(Exercise data Opens)

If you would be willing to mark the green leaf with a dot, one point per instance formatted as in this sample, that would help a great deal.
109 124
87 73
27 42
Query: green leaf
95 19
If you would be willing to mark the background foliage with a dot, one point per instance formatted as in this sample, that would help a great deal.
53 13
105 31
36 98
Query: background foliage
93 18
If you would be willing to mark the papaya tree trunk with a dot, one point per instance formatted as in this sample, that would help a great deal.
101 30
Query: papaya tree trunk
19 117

(Exercise data Closes)
(Exercise data Opens)

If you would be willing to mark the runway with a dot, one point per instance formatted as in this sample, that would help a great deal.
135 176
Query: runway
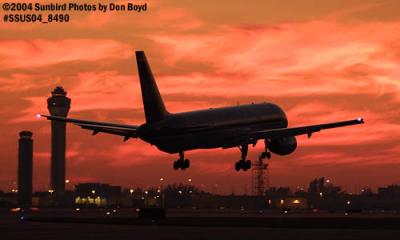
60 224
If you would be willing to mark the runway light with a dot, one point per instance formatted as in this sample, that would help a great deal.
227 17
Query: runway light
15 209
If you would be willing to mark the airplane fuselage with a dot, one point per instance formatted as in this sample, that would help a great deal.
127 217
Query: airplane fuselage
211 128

(Exercise data Closes)

→ Your task
Only lines with the word "willing" are needed. Copy them from the preceding records.

→ Solution below
If you would be willing to mark the green leaf with a dot, one point per instance formatted as in this sample, that would help a great deal.
If you would be willing to mark the background foliage with a dot, one point per instance formatted as in this sample, that would help a great deal.
If you would be willing to mark the papaya tree trunk with a dot, one point per instance formatted as in this sample, that would help a great deal.
If you would be willing to mark the runway with a dot, one point per instance formatted as in this sample, that would help a great deal.
If you would be willing to mark the runway light with a dot, one point per instance formatted as in this sample, that would help a great deal.
If you would be willing to mark the airplane fuselage with a dot, one point per instance formatted as in this sample, that would help a great deal.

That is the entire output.